## Written instruction
Revise all of the entries below so that every occurrence of "necktie" reads "tie", leaving everything else unchanged. Omit the pictures from your answer.

## Extracted records
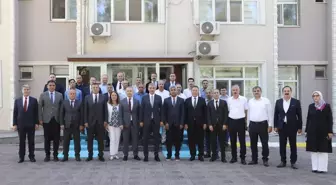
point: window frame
(228, 13)
(160, 15)
(297, 3)
(66, 19)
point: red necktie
(25, 105)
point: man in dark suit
(95, 119)
(217, 121)
(195, 123)
(50, 104)
(71, 122)
(25, 121)
(129, 112)
(150, 117)
(173, 118)
(59, 87)
(153, 81)
(288, 122)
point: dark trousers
(173, 139)
(290, 133)
(237, 127)
(259, 129)
(148, 128)
(196, 137)
(72, 131)
(218, 134)
(23, 134)
(51, 133)
(130, 132)
(96, 130)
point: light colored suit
(48, 109)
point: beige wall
(39, 38)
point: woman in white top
(115, 126)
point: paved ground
(153, 173)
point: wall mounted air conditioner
(209, 28)
(207, 48)
(100, 29)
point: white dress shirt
(286, 104)
(237, 107)
(164, 94)
(260, 110)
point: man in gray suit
(129, 113)
(150, 117)
(95, 119)
(71, 123)
(50, 104)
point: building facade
(270, 43)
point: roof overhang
(130, 58)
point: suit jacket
(173, 115)
(24, 119)
(147, 109)
(95, 112)
(125, 113)
(198, 114)
(59, 88)
(48, 109)
(294, 114)
(72, 115)
(219, 116)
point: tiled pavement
(153, 173)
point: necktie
(52, 97)
(194, 102)
(25, 105)
(152, 100)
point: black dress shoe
(252, 163)
(266, 163)
(281, 165)
(293, 166)
(233, 161)
(157, 159)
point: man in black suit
(71, 122)
(288, 122)
(153, 81)
(95, 119)
(151, 120)
(59, 87)
(25, 121)
(195, 123)
(173, 118)
(217, 121)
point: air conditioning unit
(209, 28)
(100, 29)
(207, 48)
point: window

## Response below
point: window frame
(228, 13)
(160, 15)
(297, 3)
(66, 19)
point: red tie
(25, 105)
point: man in dark suit
(95, 119)
(217, 121)
(195, 123)
(50, 104)
(71, 122)
(25, 121)
(129, 112)
(150, 117)
(173, 118)
(59, 87)
(153, 81)
(288, 122)
point: dark trousers
(173, 139)
(290, 133)
(237, 127)
(259, 129)
(148, 128)
(196, 137)
(72, 131)
(218, 134)
(23, 134)
(51, 133)
(130, 132)
(96, 130)
point: light colored suit
(48, 109)
point: beige wall
(39, 38)
point: woman in white top
(115, 126)
point: paved ground
(153, 173)
point: wall mounted air conditioner
(209, 28)
(207, 48)
(100, 29)
point: white dress shirt
(286, 104)
(237, 107)
(164, 94)
(260, 110)
point: man in gray suit
(129, 113)
(150, 117)
(95, 119)
(71, 123)
(50, 104)
point: building facade
(270, 43)
point: roof overhang
(130, 58)
point: suit jacket
(173, 115)
(24, 119)
(147, 109)
(95, 112)
(125, 113)
(198, 114)
(59, 88)
(48, 109)
(294, 114)
(72, 115)
(219, 116)
point: tiled pavement
(153, 173)
point: tie
(52, 97)
(194, 102)
(25, 105)
(152, 100)
point: black dress shoe
(252, 163)
(266, 163)
(281, 165)
(293, 166)
(233, 161)
(157, 159)
point: man in black suit
(71, 122)
(288, 122)
(153, 81)
(95, 119)
(151, 120)
(59, 87)
(25, 121)
(195, 123)
(173, 118)
(217, 121)
point: air conditioning unit
(209, 28)
(100, 29)
(207, 48)
point: window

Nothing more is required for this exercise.